- [Exercise objective] According to the Oxfam post on Congo, what did Marcel Stoessel say the Congolese people need?

- [Page text]
--- START ---

I’ve been thinking about a string of words that appeared in the headline of an Oxfam press release on the Democratic Republic of Congo earlier this week: “Rape, forced labor, reprisal attacks, and torture.” They describe the surge in brutality civilians have endured from all sides since the start of the year when the Congolese government began a UN-backed military offensive against a rebel group in the conflict-torn eastern provinces of the country.

I’ve been to Congo. I’ve seen the conditions in those eastern provinces. I’ve heard many painful stories about the hardships and trauma people there live with daily. So why has that headline rattled me?

It’s the specificity of it, and its bluntness.

So often at Oxfam we couch the horrors of what we see in softer terms—like sexual assault or gender-based violence—phrases cloaked in a vagueness that distances us  and our readers from the reality of people’s lives. Sometimes, we use these terms because we have to—to protect the safety of staff members and partners working in dangerous places. They could suffer reprisals if we are too direct in our language. But as a writer—and a woman—it’s wildly frustrating not to be able to say “rape” when rape is the truest word for the misery women suffer.

The Congo headline startled me. Rape, it said. And torture. Forced labor. Reprisal attacks. So much human abuse—labeled for exactly what it is—crowded into a few inches of type. Was this an Oxfam headline?

Yes, it was. And I’m glad for its frankness, because it may make people pay attention.
 The news from Congo is appalling. If the headline grabs readers, they may linger long enough on the story to know that the price civilians are paying in this offensive is far too steep. And they may join Oxfam in calling on the region’s UN peacekeeping force—known as MONUC—to withhold its support of the operation if the Congolese government allows military abuses to continue.

As Marcel Stoessel, head of Oxfam in Congo said, “The Congolese people need an army that protects them, not preys on them.”

--- END ---

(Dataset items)
--- START ---

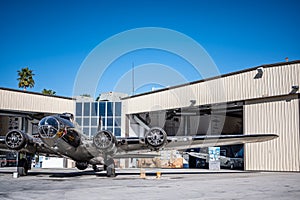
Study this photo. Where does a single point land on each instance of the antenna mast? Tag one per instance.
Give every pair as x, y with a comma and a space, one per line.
132, 78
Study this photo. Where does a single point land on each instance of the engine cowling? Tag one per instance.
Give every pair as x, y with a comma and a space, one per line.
16, 139
81, 165
105, 141
155, 138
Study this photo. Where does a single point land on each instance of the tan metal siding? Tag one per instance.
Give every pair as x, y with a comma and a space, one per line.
275, 81
19, 101
279, 116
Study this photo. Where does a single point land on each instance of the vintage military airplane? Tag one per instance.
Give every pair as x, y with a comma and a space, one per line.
58, 135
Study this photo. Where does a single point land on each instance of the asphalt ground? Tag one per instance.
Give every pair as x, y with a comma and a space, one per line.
59, 184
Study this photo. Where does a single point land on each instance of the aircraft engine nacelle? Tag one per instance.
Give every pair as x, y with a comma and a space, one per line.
105, 141
81, 165
16, 139
155, 138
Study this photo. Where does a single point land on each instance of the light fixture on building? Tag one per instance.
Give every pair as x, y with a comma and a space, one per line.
260, 72
295, 88
193, 102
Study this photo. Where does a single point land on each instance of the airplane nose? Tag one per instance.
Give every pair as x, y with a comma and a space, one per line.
48, 127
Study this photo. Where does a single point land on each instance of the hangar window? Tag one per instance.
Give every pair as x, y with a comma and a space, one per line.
86, 109
118, 109
78, 109
94, 111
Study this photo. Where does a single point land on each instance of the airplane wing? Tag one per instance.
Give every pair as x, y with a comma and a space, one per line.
16, 140
186, 142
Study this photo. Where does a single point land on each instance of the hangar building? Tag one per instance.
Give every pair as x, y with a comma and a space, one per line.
263, 99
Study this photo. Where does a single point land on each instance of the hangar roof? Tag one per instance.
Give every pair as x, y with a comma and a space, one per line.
216, 77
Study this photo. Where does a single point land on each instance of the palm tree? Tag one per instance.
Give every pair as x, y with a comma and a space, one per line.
25, 78
48, 92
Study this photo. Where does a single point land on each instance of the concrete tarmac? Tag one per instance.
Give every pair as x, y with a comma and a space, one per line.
69, 184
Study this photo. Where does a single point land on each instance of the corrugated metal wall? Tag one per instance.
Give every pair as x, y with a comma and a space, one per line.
20, 101
270, 114
276, 80
279, 116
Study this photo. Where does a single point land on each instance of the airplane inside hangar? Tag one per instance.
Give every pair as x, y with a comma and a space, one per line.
225, 119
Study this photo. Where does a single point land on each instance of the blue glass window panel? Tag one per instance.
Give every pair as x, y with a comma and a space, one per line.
94, 111
110, 121
118, 121
117, 131
103, 122
86, 131
102, 109
110, 107
110, 129
118, 109
78, 109
94, 121
86, 121
94, 131
86, 111
78, 120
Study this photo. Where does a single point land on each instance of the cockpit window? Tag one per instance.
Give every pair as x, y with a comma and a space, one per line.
48, 127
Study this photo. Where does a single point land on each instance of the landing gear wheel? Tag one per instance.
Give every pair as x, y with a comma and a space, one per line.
109, 165
22, 167
96, 169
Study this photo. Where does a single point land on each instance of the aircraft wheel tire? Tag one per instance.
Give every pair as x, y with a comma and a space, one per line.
110, 168
22, 167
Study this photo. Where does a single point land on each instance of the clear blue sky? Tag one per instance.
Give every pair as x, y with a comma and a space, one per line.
53, 37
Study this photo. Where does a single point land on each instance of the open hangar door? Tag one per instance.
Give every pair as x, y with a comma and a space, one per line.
226, 119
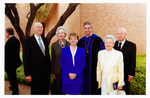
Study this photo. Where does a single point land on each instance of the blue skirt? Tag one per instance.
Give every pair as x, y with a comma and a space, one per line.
72, 89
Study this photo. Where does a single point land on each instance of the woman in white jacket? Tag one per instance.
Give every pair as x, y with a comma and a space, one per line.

--- END ---

- [Solution for this task] An army that protects them, not preys on them.